#### YOUR GOAL:
Within the records, take the part that opens with the line containing "like point(206, 555)." and closes with the line containing "point(929, 471)". Swap every "blurred crowd" in that part for "crowd in background", and give back only those lines with nothing else altered.

========================================

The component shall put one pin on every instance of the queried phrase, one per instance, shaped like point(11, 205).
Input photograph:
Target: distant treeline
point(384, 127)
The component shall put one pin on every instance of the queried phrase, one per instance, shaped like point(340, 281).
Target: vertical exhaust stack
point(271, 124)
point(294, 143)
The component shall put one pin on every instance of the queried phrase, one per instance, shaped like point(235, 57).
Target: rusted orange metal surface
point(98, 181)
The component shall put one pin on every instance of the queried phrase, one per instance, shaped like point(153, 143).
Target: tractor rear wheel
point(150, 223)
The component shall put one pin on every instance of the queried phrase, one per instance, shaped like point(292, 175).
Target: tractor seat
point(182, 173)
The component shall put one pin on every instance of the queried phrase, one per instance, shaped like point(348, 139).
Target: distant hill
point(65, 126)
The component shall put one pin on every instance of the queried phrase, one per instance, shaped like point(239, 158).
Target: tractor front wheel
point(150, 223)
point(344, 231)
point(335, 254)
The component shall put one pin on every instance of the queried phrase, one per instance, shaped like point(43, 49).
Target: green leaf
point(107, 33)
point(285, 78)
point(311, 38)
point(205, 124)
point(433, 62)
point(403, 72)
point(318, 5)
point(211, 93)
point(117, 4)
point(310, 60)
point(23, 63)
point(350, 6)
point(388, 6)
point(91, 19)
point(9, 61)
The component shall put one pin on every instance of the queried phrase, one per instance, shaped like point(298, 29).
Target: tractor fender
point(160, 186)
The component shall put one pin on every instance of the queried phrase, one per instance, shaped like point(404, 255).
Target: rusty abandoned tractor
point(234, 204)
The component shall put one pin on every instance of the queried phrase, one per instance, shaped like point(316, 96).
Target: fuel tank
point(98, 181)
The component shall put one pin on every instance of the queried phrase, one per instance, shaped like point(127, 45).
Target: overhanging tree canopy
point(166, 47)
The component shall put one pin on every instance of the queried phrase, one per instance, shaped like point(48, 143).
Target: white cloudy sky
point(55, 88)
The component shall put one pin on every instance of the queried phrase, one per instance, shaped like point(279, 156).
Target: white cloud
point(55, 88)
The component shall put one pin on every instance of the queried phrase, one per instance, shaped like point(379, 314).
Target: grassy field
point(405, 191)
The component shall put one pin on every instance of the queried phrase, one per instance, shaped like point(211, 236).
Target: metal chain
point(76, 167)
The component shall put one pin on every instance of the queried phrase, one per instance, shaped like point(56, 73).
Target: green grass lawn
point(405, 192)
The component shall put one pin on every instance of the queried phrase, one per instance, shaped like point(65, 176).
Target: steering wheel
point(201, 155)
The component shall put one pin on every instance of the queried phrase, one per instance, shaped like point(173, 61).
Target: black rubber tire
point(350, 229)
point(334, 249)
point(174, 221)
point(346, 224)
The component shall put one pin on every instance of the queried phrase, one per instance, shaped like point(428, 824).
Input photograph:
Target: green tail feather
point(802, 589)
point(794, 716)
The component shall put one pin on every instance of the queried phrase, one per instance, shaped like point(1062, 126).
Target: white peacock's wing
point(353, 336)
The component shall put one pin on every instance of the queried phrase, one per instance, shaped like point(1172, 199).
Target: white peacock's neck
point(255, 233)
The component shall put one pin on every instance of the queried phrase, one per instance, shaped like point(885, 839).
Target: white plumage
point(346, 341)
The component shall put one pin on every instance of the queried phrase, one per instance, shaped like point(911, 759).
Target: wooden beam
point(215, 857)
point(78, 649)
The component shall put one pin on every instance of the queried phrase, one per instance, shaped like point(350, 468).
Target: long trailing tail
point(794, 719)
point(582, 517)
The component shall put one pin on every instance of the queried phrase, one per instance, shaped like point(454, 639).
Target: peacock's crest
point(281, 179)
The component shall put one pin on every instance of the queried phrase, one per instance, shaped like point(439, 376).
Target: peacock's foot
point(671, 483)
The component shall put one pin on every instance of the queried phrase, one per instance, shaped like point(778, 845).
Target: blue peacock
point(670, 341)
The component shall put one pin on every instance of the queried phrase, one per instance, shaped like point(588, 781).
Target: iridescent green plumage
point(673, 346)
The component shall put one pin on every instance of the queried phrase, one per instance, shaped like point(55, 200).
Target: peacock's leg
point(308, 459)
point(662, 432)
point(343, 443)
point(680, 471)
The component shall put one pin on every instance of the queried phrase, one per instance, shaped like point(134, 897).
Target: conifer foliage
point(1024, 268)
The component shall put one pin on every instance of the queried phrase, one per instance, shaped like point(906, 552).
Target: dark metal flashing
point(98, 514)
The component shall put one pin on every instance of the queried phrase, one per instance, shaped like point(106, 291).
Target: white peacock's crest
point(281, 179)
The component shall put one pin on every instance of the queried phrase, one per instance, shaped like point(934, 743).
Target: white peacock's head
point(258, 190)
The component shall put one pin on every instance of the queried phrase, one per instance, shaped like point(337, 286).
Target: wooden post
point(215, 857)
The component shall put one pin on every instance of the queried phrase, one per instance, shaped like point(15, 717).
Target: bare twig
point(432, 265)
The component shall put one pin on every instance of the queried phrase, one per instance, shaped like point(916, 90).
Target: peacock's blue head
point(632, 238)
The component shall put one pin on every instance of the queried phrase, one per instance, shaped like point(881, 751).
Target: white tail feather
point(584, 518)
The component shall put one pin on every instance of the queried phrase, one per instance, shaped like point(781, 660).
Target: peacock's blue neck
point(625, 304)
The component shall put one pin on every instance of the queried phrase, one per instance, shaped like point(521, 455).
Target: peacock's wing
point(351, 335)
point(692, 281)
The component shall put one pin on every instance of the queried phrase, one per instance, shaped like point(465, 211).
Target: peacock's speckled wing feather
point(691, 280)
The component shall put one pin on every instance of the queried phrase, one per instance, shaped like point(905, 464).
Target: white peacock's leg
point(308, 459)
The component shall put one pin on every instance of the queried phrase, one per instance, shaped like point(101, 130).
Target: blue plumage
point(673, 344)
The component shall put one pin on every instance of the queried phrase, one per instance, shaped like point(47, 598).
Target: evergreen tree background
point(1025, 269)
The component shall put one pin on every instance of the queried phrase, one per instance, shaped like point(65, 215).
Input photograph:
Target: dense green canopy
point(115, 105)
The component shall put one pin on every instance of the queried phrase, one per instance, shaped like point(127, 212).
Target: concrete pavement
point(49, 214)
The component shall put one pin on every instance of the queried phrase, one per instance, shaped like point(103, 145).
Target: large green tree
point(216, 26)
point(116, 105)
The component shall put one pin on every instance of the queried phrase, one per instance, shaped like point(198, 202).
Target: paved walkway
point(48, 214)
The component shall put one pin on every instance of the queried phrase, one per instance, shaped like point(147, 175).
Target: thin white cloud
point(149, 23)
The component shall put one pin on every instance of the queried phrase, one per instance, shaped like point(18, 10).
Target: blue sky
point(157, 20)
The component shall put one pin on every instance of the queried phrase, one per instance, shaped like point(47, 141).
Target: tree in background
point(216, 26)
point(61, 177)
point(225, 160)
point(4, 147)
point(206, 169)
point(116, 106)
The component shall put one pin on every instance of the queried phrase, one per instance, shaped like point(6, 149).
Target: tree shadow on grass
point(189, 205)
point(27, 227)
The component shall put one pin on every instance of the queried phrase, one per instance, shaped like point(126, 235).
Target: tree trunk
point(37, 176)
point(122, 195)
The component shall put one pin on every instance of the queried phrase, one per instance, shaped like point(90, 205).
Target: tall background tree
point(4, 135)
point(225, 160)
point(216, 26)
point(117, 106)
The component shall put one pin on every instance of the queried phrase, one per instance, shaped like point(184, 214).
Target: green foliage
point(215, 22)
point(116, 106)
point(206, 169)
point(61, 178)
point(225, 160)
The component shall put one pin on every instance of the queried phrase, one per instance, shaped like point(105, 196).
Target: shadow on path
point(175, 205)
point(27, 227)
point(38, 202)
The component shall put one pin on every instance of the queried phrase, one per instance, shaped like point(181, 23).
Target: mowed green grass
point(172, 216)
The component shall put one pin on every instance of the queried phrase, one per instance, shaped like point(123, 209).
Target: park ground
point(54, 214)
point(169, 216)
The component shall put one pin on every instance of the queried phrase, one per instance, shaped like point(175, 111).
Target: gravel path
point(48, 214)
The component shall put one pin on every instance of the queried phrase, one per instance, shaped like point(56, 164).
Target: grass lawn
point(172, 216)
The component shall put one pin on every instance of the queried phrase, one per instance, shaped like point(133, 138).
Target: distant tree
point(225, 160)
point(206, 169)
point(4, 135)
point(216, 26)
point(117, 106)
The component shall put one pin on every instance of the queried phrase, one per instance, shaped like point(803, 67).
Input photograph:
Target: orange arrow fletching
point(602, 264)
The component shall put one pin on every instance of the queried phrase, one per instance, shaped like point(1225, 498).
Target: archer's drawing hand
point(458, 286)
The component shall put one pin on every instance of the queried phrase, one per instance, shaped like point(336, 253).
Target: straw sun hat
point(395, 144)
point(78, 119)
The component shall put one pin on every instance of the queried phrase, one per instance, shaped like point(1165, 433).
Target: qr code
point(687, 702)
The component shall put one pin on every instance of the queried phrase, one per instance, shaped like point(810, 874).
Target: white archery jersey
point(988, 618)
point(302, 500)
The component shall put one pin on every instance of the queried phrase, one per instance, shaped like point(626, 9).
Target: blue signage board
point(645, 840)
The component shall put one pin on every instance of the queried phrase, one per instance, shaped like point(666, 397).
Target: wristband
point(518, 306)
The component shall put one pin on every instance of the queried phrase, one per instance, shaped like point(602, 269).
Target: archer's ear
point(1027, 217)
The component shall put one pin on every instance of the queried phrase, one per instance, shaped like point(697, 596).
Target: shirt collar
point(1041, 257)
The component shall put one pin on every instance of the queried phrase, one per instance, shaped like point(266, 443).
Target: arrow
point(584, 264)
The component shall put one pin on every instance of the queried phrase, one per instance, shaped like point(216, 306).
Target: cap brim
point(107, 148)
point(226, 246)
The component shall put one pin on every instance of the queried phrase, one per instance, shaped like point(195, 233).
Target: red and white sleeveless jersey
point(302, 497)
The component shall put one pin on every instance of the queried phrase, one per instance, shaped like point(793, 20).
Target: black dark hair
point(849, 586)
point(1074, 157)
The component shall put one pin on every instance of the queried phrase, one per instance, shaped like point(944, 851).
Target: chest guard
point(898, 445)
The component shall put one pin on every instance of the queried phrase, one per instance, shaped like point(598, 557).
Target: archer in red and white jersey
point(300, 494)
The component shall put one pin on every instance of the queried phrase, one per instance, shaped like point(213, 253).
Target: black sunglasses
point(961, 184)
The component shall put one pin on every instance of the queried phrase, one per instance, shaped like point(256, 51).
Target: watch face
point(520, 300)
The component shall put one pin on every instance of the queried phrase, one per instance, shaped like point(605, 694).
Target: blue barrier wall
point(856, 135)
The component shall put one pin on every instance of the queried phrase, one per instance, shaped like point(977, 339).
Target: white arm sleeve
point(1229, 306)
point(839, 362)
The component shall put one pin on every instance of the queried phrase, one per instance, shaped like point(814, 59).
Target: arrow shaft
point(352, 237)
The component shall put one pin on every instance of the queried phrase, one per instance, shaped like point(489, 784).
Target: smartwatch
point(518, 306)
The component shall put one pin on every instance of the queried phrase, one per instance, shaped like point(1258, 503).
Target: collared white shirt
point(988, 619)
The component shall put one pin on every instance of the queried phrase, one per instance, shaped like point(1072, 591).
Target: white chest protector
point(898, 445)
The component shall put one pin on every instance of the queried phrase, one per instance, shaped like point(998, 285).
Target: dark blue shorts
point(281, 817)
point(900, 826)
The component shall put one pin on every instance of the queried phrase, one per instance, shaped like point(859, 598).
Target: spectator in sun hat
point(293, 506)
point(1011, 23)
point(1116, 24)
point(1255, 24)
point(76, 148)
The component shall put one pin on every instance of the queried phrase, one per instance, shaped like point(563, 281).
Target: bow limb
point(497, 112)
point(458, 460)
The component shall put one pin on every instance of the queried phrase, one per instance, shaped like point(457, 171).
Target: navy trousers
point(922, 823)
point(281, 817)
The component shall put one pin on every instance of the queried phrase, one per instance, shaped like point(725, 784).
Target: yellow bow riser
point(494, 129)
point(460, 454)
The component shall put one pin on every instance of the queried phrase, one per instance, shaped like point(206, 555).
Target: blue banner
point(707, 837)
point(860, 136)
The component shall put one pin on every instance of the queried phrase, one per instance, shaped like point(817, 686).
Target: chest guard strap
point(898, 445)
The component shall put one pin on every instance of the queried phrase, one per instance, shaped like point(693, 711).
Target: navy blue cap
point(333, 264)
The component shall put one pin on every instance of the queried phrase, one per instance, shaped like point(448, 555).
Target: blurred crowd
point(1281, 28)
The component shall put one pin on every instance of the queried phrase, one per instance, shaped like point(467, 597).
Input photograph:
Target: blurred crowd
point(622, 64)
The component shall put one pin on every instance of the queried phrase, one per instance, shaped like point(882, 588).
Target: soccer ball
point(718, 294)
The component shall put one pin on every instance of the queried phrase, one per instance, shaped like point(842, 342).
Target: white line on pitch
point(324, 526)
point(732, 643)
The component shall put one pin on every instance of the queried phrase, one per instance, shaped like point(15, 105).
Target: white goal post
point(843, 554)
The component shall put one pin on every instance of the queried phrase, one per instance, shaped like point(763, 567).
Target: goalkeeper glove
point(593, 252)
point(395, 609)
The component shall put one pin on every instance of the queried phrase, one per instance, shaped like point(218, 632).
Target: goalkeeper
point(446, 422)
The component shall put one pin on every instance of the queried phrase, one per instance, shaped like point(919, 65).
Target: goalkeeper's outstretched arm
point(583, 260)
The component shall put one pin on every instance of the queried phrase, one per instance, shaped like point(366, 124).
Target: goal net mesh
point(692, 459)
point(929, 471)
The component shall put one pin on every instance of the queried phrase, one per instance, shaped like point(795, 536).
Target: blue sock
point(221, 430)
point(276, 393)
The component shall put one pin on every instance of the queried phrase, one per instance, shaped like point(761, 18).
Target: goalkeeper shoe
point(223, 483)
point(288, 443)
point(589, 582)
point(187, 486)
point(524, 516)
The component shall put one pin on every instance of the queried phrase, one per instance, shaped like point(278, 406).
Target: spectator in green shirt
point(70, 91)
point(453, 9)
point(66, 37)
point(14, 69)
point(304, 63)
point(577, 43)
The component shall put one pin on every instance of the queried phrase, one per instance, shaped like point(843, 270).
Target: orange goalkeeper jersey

========================================

#### RESULT FOR THIS EXERCISE:
The component shall put one pin on every instance of the queried phrase, one per instance, shaped like point(206, 555).
Target: blue banner
point(707, 837)
point(860, 136)
The component shall put one pin on every instance of the queried phrase, one per instance, shaped like point(817, 686).
Target: chest guard strap
point(898, 445)
The component shall put one pin on every instance of the queried phrase, one per instance, shaped like point(693, 711).
Target: navy blue cap
point(333, 264)
The component shall put one pin on every instance of the queried phrase, one per instance, shaped like point(448, 555).
Target: crowd in background
point(1281, 28)
The component shall put one pin on every instance of the queried phrase, one per instance, shaped like point(467, 597).
Input photograph:
Target: crowd in background
point(622, 64)
The component shall put one pin on every instance of the queried phrase, one per instance, shaped like point(882, 588).
Target: soccer ball
point(718, 294)
The component shall put one pin on every instance of the queried phrase, one per instance, shaped like point(842, 342).
Target: white line on pitch
point(324, 526)
point(732, 643)
The component shall put one pin on every instance of the queried phrase, one per instance, shaped like point(15, 105).
Target: white goal post
point(843, 554)
The component shall put one pin on every instance of the queried phrase, one per instance, shaped like point(763, 567).
Target: goalkeeper glove
point(593, 252)
point(395, 609)
The component shall put one pin on every instance of the queried phrase, one per instance, shaped like point(218, 632).
Target: goalkeeper
point(446, 422)
The component shall put one pin on every instance of the queried phrase, one per instance, shaped like point(919, 65).
Target: goalkeeper's outstretched arm
point(583, 260)
The component shall put one pin on every instance of the queried phrase, one per instance, shaped like point(366, 124).
Target: goal net mesh
point(692, 459)
point(929, 471)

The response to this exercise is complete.